● **QUESTIONS SUR LE TEXTE**
**A.** Résume en deux phrases le texte sur Laurent Puech et les intervenants sociaux.
**B.** Dans le texte sur Laurent Puech et les intervenants sociaux, combien de départements n'ont pas d'intervenant social ?
**C.** Prolonge le texte sur Laurent Puech et les intervenants sociaux à partir de sa dernière phrase.
=== TEXTE PROPOSÉ ===
En vingt ans, le dispositif a fait ses preuves(1). Mais, à l’époque, beaucoup de professionnels pensent encore que leur place n’est pas dans une caserne. Pas Laurent Puech. En 2005, déjà, l’Association nationale des assistants de service social (Anas), dont il était président, insistait dans un avis technique sur la nécessité de défendre ces postes, tout en érigeant des garde-fous pour ne pas confondre missions sociale et sécuritaire. Sa prise de poste, trois ans plus tard, fut l’occasion de réinventer son métier. « Il fallait réapprendre à être sur une relation fondée, dans la prise en charge d’une demande, non pas sur un imprimé ou un dispositif mais sur une rencontre avec des personnes qui avaient des raisons de craindre le service social. » La plupart des interventions concernent des situations de tensions familiales, souvent des violences conjugales. Un temps de crise qui offre aux intervenants sociaux l’opportunité d’accompagner les personnes, selon un principe de libre adhésion. « C’est un des enjeux du poste. La crise est un moment où tout est remis en question. Proposer à ce moment précis une aide où les gens se sentent maîtres de leur choix constitue pour eux une opportunité. »

Former les policiers à l’accueil

Aujourd’hui, Laurent Puech anime un réseau de 261 intervenants sociaux dans une grande majorité de départements (seuls 17 n’en ont pas). Unique salarié de l’association, il exerce seul, comme les différents assistants sociaux détachés de la collectivité – ou de l’association, selon les portages – qui les emploie. « Je fais beaucoup de soutien individuel, je propose des pistes à des professionnels qui ont besoin de prendre du recul. » Fort de son expérience de terrain, il écoute, partage ses réflexions sur la manière d’agir dans des contextes de péril, les aide à se positionner lorsqu’ils doivent être entendues dans le cadre d’affaires judiciaires. « On réfléchit ensemble à la façon d’organiser sa pensée pour maîtriser l’audition et respecter l’équilibre du secret professionnel. » Mais le chargé de mission intervient aussi auprès de policiers et gendarmes qu’il forme et sensibilise à l’accueil des personnes.
=== DONNÉES À EXAMINER ===
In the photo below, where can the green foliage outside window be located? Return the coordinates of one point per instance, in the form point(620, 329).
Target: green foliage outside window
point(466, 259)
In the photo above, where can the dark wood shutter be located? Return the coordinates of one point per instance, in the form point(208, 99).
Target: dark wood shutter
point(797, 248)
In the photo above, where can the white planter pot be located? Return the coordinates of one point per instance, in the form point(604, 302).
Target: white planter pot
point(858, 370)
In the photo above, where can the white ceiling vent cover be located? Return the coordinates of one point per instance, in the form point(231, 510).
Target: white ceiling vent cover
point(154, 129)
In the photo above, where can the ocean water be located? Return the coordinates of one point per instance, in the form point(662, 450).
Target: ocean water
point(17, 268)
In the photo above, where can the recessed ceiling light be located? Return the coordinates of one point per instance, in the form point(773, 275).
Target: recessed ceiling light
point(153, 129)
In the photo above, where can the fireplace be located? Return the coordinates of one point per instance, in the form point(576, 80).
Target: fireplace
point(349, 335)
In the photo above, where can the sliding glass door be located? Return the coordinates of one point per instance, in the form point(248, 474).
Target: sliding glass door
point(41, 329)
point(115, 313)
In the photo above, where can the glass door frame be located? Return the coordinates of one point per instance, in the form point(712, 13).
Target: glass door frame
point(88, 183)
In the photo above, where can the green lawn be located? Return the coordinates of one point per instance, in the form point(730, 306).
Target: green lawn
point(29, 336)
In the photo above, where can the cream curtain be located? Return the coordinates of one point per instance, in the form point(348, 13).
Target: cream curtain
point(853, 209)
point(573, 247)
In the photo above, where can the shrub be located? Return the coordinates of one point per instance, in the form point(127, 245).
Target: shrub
===
=== DONNÉES À EXAMINER ===
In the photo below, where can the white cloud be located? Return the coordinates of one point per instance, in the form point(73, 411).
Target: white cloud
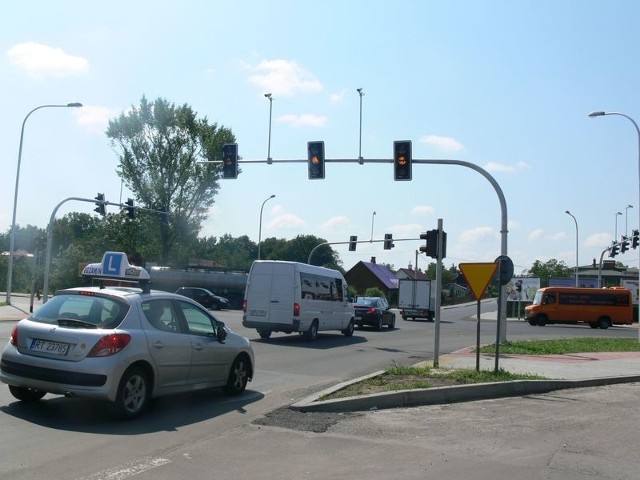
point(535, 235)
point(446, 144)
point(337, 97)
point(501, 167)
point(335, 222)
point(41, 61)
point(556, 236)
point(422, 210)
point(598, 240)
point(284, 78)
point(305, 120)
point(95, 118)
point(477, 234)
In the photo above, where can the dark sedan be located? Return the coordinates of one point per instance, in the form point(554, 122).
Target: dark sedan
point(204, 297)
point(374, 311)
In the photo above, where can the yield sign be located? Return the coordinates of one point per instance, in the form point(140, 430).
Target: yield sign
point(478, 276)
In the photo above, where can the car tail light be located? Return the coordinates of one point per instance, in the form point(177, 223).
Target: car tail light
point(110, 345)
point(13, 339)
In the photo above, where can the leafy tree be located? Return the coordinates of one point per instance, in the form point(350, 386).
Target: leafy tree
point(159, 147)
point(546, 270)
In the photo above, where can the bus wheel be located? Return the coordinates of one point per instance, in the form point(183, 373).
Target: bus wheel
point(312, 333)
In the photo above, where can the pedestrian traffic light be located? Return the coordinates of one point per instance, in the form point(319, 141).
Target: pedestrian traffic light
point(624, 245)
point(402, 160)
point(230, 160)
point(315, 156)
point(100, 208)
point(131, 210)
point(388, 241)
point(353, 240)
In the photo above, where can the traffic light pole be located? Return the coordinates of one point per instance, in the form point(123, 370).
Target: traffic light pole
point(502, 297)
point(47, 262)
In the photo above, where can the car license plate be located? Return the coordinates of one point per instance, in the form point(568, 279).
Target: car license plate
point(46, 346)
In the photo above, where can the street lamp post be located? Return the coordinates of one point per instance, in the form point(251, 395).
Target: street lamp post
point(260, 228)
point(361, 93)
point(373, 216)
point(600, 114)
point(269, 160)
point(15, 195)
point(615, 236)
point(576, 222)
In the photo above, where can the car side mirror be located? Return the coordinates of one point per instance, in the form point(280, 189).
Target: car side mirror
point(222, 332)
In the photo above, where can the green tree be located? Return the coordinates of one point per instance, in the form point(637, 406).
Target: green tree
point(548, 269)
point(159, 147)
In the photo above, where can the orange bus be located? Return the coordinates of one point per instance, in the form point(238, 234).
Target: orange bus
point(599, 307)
===
● **RÉPONSES PAR QUESTION**
**A.** Laurent Puech, qui présidait en 2005 l'Anas et défendait déjà les postes d'intervenants sociaux en caserne, a réinventé son métier en prenant un tel poste, où les interventions concernent surtout des tensions familiales, souvent des violences conjugales, et où la crise permet d'accompagner les personnes selon un principe de libre adhésion. Aujourd'hui unique salarié de l'association, il anime un réseau de 261 intervenants sociaux, les soutient individuellement et forme policiers et gendarmes à l'accueil des personnes.

**B.** Dix-sept départements.

**C.**
Sa légitimité, il l’a construite au fil des années. Son parcours atypique y est forcément pour quelque chose. Ce père de famille n’a jamais eu son bac. C’est une expérience en tant que veilleur de nuit dans un foyer médico-social qui l’a amené à passer des équivalences pour être admis à l’IRTS. Tour à tour logisticien, manœuvre sur des chantiers ou technico-commercial, il a roulé sa bosse dans des métiers âpres, dépourvus de rapports humains. « Ces expériences m’ont permis de vivre des situations concrètes de précarité, de côtoyer des niveaux sociaux très différents et d’avoir l’empathie nécessaire pour mesurer ce que vivent les gens en difficulté. »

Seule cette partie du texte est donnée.